There is no allegation in this amended complaint that alleges the defendant sold or made a contract for sale of any of its goods, wares, merchandise, machinery, supplies or other commodities on the condition that plaintiff or anyone else should not use or deal in the goods, wares, merchandise, machinery, supplies, or other commodities of a competitor of the Ford Motor Co.

The plaintiffs allege that defendant “tied” the sale of its automotive products with the sale of its advertising. Passing over for the moment the defendant’s position that it is not in the advertising business and is a purchaser rather than a seller of advertising, its further position that it is not a competitor of any-advertising company, and the contention thát advertising is not a “commodity” within the terms of Section 3 of the Clayton Act, it seems clear that there has been no “tie in” within the contemplation of Section 3 of the Clayton Act.

In Judson L. Thomson Mfg. Co. v. Federal Trade Commission, 1 Cir., 1945, 150 F.2d 952, 955, there is a good explanation of a “tying” contract within the meaning of Section 3 of the Clayton Act. The Court said:

“Congress passed the Clayton Act, 38 Stat. 730, to promote competition by protecting it from certain practices which might lessen it or tend to create a monopoly. § 3 strikes at practices relied on to limit conpetition in the distribution of goods which restrict the right to deal in competing products. Among these are the so-called ‘exclusive dealing arrangement’ and the ‘tying contract.’ The former involves the condition that the purchaser or lessee of goods shall deal only in the goods of the seller or lessor and refrain from dealing in the goods of competitors; the latter involves a condition that the goods sold or leased shall be used only with other goods of the seller or lessor, the purchaser or lessee agreeing not to deal in such other goods of competitors, or, as in this case, the leasing of equipment on the condition that it shall be used only with supplies of the lessor. Where the effect of such arrangements ‘may be to substantially lessen competition or tend to create a monopoly’ they are unlawful.” (Emphasis added.)

***

--- Tasks and exercises ---
(a) Answer these questions about the opinion excerpt:
(i) The competitor of which company is named in the opening sentence?
(ii) According to the plaintiffs, the sale of the defendant's automotive products was tied to the sale of what?
(iii) Which case does the court cite for its explanation of a "tying" contract?
(b) Rewrite the passage of the opinion excerpt that begins with "The plaintiffs allege" and ends after "contemplation of Section 3 of the Clayton Act.", putting "motor vehicles" in place of "automotive products".

***

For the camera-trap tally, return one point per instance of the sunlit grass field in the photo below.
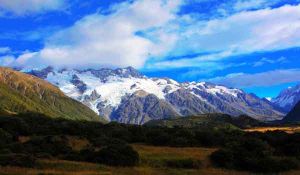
(151, 163)
(287, 129)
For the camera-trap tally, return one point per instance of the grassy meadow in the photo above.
(152, 162)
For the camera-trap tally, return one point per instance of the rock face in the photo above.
(22, 93)
(294, 115)
(127, 96)
(288, 98)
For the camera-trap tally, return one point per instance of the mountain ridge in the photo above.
(21, 93)
(106, 90)
(288, 98)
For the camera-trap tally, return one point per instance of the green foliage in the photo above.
(5, 138)
(20, 160)
(48, 103)
(183, 163)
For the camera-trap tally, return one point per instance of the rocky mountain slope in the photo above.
(294, 115)
(288, 98)
(126, 96)
(213, 120)
(21, 93)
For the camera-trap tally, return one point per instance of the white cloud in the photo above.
(25, 7)
(242, 33)
(6, 60)
(266, 79)
(4, 50)
(241, 5)
(111, 40)
(264, 61)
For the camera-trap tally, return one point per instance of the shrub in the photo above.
(20, 160)
(5, 138)
(52, 145)
(183, 163)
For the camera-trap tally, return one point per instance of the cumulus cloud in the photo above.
(4, 50)
(111, 40)
(25, 7)
(264, 61)
(241, 5)
(132, 34)
(270, 78)
(241, 33)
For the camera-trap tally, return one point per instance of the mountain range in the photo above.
(288, 98)
(127, 96)
(23, 93)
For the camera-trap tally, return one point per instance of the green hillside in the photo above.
(21, 93)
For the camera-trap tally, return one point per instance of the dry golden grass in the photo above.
(78, 144)
(265, 129)
(147, 153)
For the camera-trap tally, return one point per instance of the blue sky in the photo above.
(248, 44)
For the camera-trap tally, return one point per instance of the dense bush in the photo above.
(183, 163)
(5, 138)
(51, 145)
(20, 160)
(260, 152)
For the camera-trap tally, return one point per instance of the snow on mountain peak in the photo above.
(104, 91)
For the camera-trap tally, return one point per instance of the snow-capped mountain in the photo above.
(288, 98)
(126, 96)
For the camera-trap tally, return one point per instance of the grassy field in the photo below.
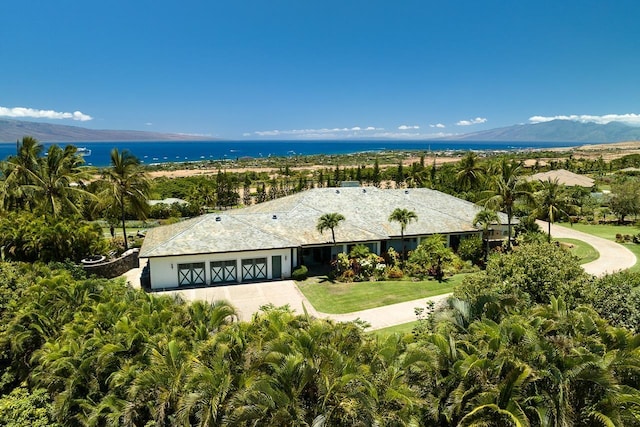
(339, 298)
(609, 232)
(584, 251)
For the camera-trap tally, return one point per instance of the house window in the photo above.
(191, 274)
(254, 269)
(223, 271)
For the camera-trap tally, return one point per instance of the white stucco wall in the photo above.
(164, 271)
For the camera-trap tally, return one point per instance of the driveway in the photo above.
(248, 298)
(613, 256)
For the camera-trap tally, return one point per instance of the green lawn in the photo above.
(609, 232)
(339, 298)
(584, 251)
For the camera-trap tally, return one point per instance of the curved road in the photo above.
(248, 298)
(613, 256)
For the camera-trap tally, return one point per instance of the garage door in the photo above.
(223, 272)
(254, 269)
(191, 274)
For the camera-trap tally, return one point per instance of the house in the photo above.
(269, 240)
(564, 177)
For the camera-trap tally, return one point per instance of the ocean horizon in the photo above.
(156, 152)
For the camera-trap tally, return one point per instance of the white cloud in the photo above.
(21, 112)
(321, 133)
(404, 132)
(630, 118)
(476, 121)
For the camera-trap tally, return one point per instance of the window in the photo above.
(191, 274)
(253, 269)
(223, 271)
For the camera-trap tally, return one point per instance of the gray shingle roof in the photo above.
(291, 221)
(564, 177)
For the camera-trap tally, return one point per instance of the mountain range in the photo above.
(557, 131)
(13, 130)
(551, 131)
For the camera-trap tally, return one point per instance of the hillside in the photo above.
(557, 130)
(13, 130)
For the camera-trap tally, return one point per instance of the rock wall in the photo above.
(116, 267)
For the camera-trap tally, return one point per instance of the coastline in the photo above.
(607, 151)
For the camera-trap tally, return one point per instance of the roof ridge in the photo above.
(195, 220)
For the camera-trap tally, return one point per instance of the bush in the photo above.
(300, 273)
(472, 249)
(395, 273)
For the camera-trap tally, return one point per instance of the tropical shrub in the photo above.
(531, 273)
(300, 273)
(360, 265)
(431, 258)
(472, 249)
(27, 237)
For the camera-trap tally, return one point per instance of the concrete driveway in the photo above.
(613, 256)
(248, 298)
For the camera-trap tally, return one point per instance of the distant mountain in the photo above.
(13, 130)
(557, 130)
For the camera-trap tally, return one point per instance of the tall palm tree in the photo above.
(330, 221)
(506, 189)
(56, 183)
(484, 219)
(16, 171)
(404, 217)
(551, 202)
(470, 172)
(129, 187)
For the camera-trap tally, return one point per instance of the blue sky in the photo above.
(318, 69)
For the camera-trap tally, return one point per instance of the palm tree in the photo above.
(129, 187)
(330, 221)
(404, 217)
(16, 171)
(470, 173)
(506, 189)
(551, 201)
(484, 219)
(56, 182)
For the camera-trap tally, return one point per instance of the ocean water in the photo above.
(191, 151)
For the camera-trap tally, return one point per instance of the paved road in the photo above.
(248, 298)
(613, 256)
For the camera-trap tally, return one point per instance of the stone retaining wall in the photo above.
(116, 267)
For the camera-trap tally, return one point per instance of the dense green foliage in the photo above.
(531, 341)
(28, 237)
(97, 353)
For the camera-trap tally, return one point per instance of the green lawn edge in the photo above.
(343, 298)
(582, 250)
(609, 231)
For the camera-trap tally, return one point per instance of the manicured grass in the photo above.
(339, 298)
(584, 251)
(607, 231)
(402, 329)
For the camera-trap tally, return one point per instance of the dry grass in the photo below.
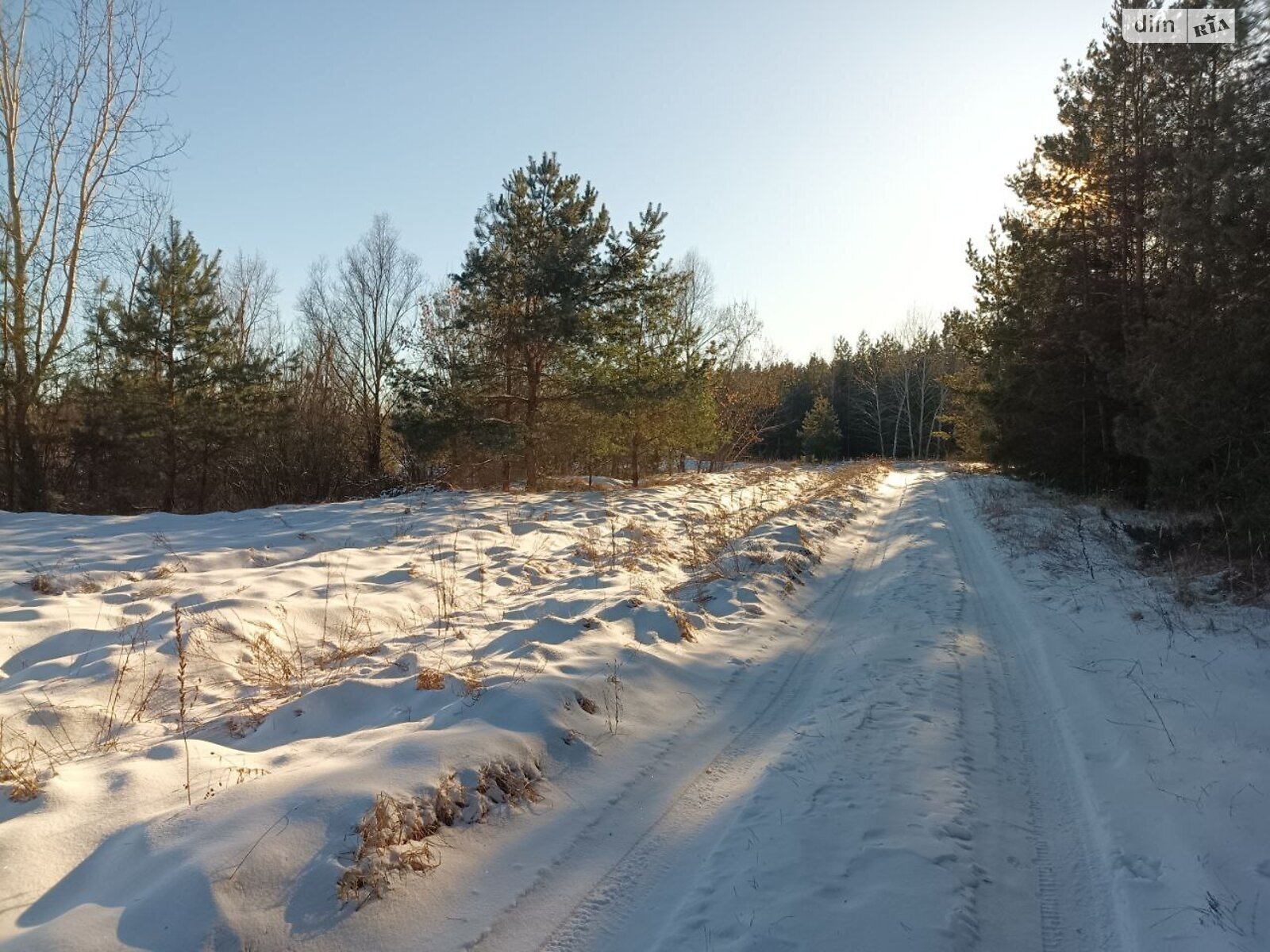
(44, 583)
(19, 765)
(687, 631)
(429, 679)
(398, 835)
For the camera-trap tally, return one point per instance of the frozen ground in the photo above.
(622, 721)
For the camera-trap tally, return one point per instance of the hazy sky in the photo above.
(829, 159)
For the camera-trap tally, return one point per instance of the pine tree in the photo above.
(544, 276)
(821, 436)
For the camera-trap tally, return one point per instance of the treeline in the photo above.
(563, 348)
(1123, 321)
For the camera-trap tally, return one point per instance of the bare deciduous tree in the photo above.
(249, 289)
(368, 310)
(76, 149)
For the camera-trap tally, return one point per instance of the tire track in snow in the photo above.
(600, 873)
(1076, 892)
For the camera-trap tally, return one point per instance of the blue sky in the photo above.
(829, 159)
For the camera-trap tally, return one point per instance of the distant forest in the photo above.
(1119, 343)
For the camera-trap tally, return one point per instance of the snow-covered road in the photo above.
(912, 777)
(931, 712)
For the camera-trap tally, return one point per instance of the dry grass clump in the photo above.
(395, 835)
(44, 583)
(19, 766)
(687, 631)
(394, 841)
(429, 679)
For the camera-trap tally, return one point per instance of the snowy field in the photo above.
(774, 708)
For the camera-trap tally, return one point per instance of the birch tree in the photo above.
(76, 150)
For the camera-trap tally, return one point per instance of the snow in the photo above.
(975, 727)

***

--- Exercise answers ---
(a)
(i) The Ford Motor Co.
(ii) The sale of its advertising.
(iii) Judson L. Thomson Mfg. Co. v. Federal Trade Commission, 1 Cir., 1945, 150 F.2d 952, 955.

(b)
The plaintiffs allege that defendant “tied” the sale of its motor vehicles with the sale of its advertising. Passing over for the moment the defendant’s position that it is not in the advertising business and is a purchaser rather than a seller of advertising, its further position that it is not a competitor of any-advertising company, and the contention thát advertising is not a “commodity” within the terms of Section 3 of the Clayton Act, it seems clear that there has been no “tie in” within the contemplation of Section 3 of the Clayton Act.